-- WHAT YOU SHOULD DO --
The answer should be one number, the count of lines in the data with "below".
*** Begin section ***
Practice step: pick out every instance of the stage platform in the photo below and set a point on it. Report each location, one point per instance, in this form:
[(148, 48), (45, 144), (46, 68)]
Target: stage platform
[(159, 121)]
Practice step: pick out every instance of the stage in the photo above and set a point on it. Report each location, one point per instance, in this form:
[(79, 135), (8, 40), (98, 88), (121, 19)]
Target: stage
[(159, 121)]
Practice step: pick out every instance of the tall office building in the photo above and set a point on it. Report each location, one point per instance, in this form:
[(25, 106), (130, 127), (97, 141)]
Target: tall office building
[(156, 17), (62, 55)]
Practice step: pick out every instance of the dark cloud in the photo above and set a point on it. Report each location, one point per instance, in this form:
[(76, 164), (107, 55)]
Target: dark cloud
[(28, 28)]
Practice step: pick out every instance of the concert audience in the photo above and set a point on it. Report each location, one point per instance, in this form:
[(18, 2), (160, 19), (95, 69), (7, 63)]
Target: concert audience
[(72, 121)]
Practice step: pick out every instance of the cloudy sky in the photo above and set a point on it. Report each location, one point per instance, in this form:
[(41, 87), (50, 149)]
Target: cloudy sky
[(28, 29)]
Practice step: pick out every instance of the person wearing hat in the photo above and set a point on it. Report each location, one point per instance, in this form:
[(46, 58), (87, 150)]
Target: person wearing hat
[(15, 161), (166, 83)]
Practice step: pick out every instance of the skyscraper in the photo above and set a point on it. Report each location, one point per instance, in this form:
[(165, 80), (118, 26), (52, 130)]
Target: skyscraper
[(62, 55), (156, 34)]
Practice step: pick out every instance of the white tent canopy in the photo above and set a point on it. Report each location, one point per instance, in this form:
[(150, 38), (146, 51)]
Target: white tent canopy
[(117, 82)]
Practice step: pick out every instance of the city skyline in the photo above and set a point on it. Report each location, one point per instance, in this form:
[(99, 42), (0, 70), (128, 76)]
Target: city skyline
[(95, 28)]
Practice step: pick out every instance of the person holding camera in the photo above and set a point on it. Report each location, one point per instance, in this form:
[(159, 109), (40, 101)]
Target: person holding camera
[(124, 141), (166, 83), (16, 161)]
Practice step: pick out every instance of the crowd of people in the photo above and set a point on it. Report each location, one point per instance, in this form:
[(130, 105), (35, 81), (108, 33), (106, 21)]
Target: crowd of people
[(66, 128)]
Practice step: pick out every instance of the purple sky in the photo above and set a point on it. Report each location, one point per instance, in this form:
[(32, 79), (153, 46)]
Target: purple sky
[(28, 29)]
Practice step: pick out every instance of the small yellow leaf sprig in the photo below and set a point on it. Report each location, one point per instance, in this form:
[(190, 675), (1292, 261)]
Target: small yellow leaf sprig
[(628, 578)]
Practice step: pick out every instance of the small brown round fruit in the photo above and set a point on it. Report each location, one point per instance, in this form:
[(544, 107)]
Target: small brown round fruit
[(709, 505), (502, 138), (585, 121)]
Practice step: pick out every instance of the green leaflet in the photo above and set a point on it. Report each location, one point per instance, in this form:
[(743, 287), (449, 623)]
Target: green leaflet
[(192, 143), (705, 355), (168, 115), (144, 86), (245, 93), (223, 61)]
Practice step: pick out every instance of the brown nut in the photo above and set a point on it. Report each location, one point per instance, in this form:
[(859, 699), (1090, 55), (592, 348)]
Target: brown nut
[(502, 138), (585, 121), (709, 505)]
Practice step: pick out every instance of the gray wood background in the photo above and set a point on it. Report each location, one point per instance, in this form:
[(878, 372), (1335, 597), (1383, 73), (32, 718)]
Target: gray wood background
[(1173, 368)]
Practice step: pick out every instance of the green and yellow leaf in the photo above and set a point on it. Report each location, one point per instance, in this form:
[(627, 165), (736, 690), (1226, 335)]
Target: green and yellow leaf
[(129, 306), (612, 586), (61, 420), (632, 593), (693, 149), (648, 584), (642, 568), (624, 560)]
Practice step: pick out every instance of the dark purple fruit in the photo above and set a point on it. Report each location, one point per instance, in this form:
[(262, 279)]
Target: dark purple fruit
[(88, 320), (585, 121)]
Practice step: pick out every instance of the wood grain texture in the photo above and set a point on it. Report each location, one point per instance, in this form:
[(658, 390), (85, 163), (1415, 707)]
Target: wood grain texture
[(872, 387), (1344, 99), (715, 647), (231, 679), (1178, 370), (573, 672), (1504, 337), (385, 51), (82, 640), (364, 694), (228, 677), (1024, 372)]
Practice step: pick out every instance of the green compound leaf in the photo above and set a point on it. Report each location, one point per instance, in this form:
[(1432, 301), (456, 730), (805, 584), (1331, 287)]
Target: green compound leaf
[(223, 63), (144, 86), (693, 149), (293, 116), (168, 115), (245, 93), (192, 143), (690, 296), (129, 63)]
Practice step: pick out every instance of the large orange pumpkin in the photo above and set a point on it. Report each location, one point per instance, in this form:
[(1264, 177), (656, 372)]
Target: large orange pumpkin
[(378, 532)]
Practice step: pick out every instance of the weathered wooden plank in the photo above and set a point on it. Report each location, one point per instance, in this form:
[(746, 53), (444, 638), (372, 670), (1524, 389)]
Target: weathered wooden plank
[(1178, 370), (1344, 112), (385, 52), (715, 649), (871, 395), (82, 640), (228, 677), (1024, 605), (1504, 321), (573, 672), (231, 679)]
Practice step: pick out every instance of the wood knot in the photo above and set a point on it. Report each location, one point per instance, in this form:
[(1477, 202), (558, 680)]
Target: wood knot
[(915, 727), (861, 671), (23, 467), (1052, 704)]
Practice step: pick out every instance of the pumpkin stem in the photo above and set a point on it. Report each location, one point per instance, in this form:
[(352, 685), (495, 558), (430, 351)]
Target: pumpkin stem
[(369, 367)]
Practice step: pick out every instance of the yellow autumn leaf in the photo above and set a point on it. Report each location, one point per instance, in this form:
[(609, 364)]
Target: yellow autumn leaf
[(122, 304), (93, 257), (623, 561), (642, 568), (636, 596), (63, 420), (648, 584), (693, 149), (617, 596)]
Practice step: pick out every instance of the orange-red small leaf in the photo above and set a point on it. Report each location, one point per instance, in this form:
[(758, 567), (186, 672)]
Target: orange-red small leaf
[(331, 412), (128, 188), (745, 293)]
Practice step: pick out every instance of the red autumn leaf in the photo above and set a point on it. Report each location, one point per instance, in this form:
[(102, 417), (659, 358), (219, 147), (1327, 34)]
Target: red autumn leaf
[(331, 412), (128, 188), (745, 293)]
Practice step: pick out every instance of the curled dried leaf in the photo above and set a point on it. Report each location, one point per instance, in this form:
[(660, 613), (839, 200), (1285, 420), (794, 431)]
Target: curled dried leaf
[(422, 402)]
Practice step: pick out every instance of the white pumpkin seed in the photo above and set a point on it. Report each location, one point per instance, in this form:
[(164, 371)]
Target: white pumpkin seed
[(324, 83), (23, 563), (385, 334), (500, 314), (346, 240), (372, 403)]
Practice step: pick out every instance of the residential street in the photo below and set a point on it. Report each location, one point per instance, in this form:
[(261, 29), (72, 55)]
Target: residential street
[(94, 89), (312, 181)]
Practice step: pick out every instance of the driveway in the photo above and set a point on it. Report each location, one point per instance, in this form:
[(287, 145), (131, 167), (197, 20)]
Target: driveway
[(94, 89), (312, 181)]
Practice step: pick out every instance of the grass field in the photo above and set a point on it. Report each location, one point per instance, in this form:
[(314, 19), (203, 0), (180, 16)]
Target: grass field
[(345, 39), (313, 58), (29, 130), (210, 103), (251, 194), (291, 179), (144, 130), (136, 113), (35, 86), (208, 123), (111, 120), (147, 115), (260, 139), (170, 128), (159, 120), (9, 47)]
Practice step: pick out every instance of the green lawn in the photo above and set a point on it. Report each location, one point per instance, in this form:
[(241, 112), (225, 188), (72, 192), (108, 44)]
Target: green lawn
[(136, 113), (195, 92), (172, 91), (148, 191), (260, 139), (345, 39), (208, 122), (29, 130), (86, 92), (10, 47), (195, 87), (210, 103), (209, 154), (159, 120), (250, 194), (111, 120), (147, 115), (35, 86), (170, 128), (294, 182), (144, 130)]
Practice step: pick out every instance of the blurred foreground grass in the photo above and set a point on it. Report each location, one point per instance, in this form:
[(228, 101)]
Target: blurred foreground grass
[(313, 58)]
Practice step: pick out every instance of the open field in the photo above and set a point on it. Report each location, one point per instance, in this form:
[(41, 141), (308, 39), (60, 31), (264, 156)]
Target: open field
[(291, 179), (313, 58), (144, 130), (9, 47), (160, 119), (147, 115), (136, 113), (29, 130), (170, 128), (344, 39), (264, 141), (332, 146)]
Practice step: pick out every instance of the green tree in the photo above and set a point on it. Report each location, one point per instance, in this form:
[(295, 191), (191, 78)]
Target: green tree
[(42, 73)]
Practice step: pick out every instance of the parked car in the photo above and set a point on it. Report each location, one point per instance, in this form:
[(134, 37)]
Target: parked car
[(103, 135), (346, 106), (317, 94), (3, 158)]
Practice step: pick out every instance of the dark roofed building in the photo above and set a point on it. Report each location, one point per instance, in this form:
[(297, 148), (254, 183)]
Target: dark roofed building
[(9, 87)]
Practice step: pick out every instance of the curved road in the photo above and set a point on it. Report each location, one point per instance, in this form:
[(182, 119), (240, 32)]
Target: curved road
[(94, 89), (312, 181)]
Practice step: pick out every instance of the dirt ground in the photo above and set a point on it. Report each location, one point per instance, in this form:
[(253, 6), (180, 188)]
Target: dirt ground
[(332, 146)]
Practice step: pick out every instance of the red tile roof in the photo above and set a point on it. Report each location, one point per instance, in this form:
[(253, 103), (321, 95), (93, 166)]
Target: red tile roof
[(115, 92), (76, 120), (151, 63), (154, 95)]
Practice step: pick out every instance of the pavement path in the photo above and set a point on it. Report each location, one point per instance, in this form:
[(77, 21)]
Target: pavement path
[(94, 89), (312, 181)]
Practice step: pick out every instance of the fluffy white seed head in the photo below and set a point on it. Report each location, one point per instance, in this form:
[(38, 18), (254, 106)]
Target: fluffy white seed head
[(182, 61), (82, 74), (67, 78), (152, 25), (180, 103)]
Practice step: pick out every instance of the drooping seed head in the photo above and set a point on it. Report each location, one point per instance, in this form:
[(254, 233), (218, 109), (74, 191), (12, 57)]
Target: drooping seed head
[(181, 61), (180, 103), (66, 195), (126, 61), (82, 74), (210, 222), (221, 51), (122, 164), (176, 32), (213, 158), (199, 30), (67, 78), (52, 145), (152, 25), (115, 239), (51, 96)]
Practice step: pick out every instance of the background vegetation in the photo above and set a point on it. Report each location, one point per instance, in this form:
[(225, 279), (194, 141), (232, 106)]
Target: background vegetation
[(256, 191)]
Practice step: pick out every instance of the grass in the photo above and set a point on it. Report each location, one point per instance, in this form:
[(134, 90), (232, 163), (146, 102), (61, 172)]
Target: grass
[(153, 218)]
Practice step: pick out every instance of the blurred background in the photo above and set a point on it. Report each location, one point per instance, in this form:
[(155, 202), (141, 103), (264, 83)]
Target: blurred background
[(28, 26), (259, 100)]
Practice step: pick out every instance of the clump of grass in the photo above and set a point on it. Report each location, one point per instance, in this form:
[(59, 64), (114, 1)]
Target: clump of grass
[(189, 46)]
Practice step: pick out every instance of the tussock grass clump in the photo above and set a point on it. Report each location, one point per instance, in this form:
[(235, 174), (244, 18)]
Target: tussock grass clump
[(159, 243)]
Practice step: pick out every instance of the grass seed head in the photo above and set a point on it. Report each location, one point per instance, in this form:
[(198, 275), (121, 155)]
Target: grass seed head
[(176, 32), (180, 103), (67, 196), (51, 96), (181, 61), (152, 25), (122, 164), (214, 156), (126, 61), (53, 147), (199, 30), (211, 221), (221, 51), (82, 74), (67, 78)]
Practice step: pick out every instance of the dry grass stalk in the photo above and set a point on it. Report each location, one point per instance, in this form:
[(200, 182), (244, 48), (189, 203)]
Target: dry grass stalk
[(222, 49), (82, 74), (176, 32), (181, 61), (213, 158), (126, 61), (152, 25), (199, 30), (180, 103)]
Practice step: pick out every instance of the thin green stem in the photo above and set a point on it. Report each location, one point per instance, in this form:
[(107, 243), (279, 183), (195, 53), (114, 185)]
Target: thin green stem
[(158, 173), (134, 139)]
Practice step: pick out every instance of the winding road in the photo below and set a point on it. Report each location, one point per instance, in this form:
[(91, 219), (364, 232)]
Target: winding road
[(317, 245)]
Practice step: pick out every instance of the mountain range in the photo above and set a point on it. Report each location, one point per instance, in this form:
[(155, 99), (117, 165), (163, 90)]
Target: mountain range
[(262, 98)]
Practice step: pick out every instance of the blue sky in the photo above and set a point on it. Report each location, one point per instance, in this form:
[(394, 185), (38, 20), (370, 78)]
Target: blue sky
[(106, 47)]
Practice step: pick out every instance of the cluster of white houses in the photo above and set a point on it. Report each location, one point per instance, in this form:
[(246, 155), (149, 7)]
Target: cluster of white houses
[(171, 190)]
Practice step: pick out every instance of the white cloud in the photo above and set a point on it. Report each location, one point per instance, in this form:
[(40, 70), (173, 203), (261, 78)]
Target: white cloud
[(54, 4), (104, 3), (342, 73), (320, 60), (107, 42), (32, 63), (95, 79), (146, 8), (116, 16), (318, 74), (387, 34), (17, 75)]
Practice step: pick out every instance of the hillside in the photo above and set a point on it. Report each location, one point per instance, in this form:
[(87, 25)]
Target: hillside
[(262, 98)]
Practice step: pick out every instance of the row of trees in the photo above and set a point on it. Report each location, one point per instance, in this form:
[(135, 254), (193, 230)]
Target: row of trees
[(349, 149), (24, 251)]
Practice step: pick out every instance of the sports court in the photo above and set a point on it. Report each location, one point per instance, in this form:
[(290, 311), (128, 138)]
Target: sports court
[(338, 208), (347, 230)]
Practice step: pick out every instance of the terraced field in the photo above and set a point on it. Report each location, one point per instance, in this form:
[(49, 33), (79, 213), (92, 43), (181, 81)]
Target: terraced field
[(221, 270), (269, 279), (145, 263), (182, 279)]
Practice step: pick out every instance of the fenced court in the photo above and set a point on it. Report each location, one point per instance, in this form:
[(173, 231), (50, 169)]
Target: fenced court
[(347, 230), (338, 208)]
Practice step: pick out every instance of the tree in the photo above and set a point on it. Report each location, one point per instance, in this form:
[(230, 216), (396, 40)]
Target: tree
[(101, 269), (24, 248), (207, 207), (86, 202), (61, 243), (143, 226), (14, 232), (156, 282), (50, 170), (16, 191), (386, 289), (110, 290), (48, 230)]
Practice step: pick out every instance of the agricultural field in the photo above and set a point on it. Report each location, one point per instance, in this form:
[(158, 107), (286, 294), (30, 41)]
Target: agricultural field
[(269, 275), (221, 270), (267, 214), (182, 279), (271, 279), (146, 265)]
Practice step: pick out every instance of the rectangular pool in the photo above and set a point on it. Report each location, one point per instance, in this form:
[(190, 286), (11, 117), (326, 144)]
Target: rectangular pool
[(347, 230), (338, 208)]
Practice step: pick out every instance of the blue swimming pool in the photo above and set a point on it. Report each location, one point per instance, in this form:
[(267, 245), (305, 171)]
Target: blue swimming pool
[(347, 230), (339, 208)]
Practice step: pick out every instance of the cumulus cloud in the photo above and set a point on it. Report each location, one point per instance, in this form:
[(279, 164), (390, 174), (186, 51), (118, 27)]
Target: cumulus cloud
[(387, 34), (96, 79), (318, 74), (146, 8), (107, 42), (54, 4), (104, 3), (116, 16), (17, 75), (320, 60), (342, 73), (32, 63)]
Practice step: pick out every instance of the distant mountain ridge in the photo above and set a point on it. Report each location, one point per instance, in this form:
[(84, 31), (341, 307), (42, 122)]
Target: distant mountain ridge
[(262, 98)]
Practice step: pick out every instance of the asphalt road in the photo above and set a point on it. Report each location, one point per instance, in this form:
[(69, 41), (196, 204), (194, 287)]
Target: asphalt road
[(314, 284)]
*** End section ***
-- EXERCISE RESULT --
5